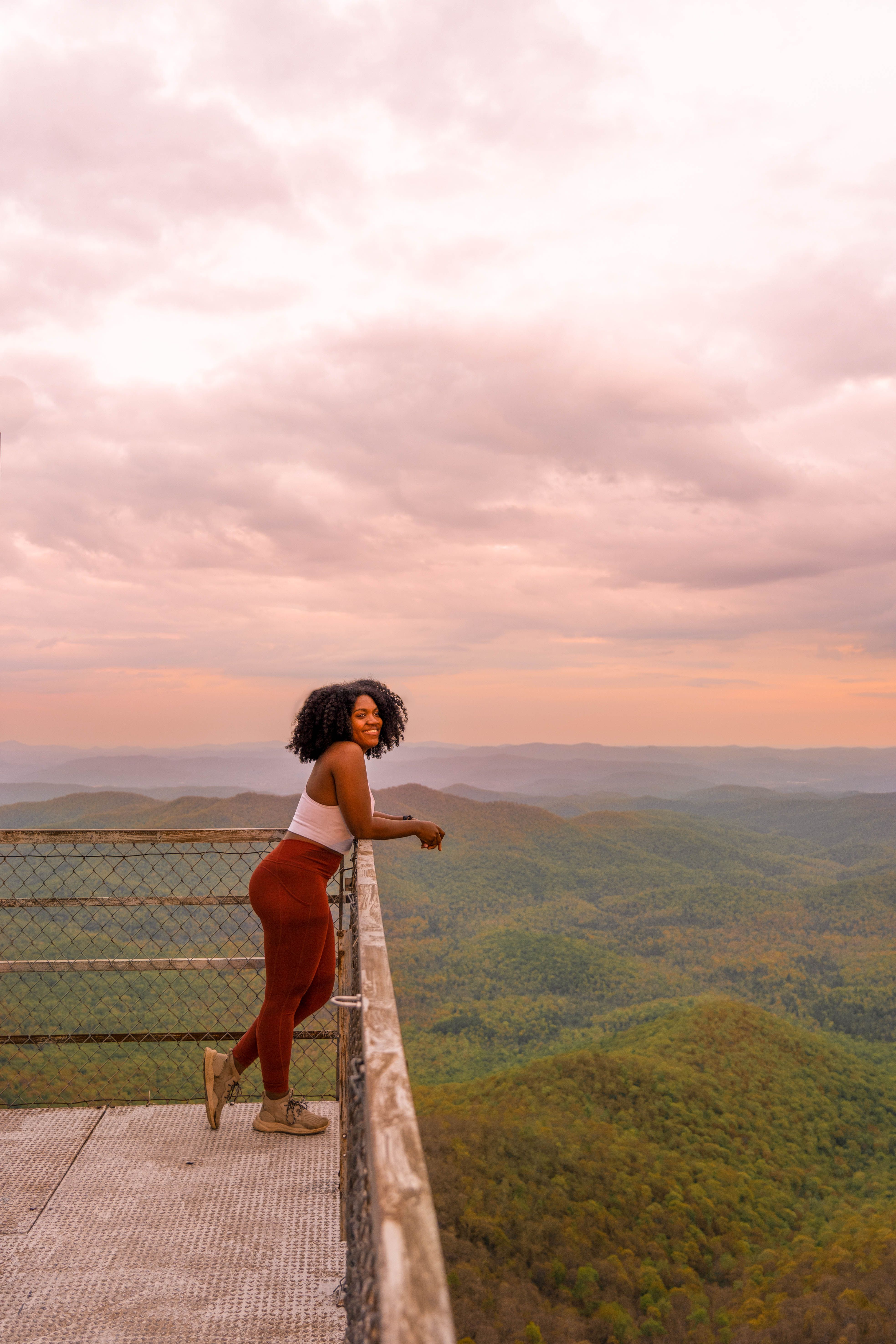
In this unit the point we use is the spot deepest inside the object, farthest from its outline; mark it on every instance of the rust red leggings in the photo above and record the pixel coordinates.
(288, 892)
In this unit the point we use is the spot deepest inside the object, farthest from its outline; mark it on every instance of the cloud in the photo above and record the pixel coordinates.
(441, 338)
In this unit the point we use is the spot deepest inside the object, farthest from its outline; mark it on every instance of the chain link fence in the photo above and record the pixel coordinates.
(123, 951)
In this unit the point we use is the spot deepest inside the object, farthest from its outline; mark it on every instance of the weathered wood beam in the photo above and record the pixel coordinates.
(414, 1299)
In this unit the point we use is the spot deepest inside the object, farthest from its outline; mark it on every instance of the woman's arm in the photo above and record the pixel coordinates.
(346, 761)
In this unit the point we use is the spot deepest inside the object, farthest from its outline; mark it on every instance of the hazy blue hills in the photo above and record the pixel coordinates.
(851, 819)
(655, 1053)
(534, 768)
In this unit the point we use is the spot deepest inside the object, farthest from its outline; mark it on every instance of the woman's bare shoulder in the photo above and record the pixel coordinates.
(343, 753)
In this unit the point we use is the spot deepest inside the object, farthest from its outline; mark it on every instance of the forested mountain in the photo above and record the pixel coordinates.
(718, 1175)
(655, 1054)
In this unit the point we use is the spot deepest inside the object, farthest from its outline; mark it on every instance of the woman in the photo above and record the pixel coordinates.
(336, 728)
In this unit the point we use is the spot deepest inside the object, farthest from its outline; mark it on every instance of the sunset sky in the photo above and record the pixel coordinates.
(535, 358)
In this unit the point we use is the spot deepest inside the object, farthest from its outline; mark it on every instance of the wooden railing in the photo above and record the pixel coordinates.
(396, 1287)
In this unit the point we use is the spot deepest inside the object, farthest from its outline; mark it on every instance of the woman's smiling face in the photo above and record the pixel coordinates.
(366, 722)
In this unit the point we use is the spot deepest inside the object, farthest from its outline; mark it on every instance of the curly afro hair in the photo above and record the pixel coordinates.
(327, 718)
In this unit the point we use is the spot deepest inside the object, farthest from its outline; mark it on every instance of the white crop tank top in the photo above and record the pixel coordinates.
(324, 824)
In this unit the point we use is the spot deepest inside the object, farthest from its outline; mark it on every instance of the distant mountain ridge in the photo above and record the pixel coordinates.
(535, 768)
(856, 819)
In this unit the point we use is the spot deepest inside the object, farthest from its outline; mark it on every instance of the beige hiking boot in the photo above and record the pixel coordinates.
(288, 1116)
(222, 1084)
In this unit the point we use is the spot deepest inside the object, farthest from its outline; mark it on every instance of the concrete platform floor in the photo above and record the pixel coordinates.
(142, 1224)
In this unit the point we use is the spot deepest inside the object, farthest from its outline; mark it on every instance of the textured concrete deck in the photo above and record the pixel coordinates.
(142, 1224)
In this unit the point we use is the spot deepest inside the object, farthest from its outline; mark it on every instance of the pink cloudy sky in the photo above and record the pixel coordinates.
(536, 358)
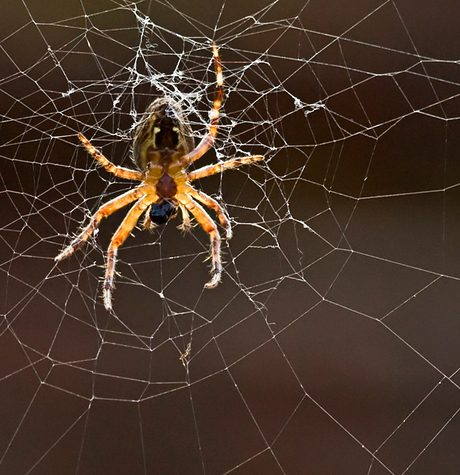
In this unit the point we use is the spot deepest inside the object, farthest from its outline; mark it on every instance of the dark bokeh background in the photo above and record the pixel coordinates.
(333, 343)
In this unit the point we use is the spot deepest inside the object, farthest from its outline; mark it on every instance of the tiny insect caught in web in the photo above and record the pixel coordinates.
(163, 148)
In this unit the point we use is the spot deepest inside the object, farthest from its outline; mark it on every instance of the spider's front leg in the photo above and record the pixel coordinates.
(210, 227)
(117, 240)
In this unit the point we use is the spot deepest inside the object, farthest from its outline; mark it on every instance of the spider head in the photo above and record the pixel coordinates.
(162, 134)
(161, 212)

__What is being asked__
Update all of the data above by changing "pixel coordinates" to "x and y positions" wherever it occurs, keeping everything else the same. Leave the pictures out of your answer.

__The reply__
In this unit the point we use is the spot deepest inside the object, farthest from its outline; mark it on every instance of the rust red leggings in the photo above and record the x and y positions.
(288, 892)
In this unit the point we use is the spot deepest inside the object, farthest from its outline; mark it on every instance of the cloud in the photo above and record the x and y positions.
(441, 338)
In this unit the point we use is the spot deepest inside the object, farthest from its outline; mark it on every instance of the chain link fence in the photo above and record the x and y positions.
(123, 951)
In this unit the point we use is the spot deepest inside the object, farthest from its outline; mark it on every instance of the weathered wood beam in the photo above and record the x and y positions.
(414, 1299)
In this unit the point we use is the spot deepest inside the object, farthest from its outline; mark it on every instance of the woman's arm in the photo above and record the x and y positions.
(346, 761)
In this unit the point we use is the spot deepest inside the object, farthest from its outline; mark it on every instance of the hazy blue hills in the photo above and record the x and y positions.
(851, 819)
(655, 1053)
(534, 768)
In this unit the point we use is the spot deepest inside the object, farthest from its outline; mark it on every instance of the woman's bare shoulder in the photo above and record the x and y positions.
(343, 753)
In this unit the point we use is the spot deepest inside the object, farthest from its outline; mark it on every instance of the forested mountain in the photo above and record the x and y positions.
(718, 1175)
(655, 1054)
In this unit the point we use is the spot deepest inside the object, farthest from its outline; mark it on every instance of the woman in the photo above and record the x and y positions.
(336, 728)
In this unit the point we use is the spot deepest inside the object, farthest from its outline; mark it on every instance of the sunset sky in the photo above and record the x and y positions.
(535, 358)
In this unit the point we use is the spot deepest inside the object, farthest from its outline; mark it on every instance of the wooden railing in the photo above and record the x and y positions.
(396, 1287)
In this unit the point we use is the spot deepest inside the object, farthest from its outline; mark it on every instance of the woman's smiling face in the photo above and record the x and y positions.
(366, 722)
In this unit the point we use is the spot deepest inside the object, farthest from its outline; mark it on every instance of the curly afro hair in the photo above and record the x and y positions.
(327, 718)
In this unit the point we use is the spot deepest inside the object, farthest from its outline; mark it on every instance of the white crop tank top in the photo above and record the x and y positions.
(324, 824)
In this unit the point we use is the spot deepest inside the object, farthest from its outline; mark it on every instance of the distant mountain ridge in the photo above and record the x and y positions.
(535, 768)
(856, 819)
In this unit the point we use is the spot deepest inside the object, farthest from its outline; mark it on every instance of the beige hiking boot in the photo above and record the x and y positions.
(288, 1116)
(222, 1084)
In this unit the point we use is the spot deepest inside the object, farthest from its outline; mark it on every instance of the concrete platform floor in the photo above and record the x and y positions.
(142, 1224)
In this unit the point we use is the spot deepest inside the object, farthest from its outline; mark it on every instance of the textured concrete deck in the photo above and record the x and y positions.
(142, 1224)
In this unit the point we use is the spot deepest inside the object, farthest from its outline; mark it on every instance of the pink cloudy sky in the photo above and record the x and y positions.
(536, 358)
In this unit the point we use is the spot deepest inside the object, farthest from its outline; mark it on every instance of the dark bokeh background in the photo above and record the x and y positions.
(333, 343)
In this unit the point we use is the spot deepest inside the object, farthest from its outline; mark it on every instance of the tiny insect caught in web in the photo above and record the x and y positions.
(163, 148)
In this unit the point we use is the spot deepest inside the object, farthest from its outline; mark it on every instance of the spider's front leg in the photo above and record the x and y positions.
(210, 227)
(117, 240)
In this unit the point we use is the spot deepest inside the object, farthest from its outline; mark it on every instance of the spider head in the photo above and record the x and y positions.
(162, 134)
(161, 212)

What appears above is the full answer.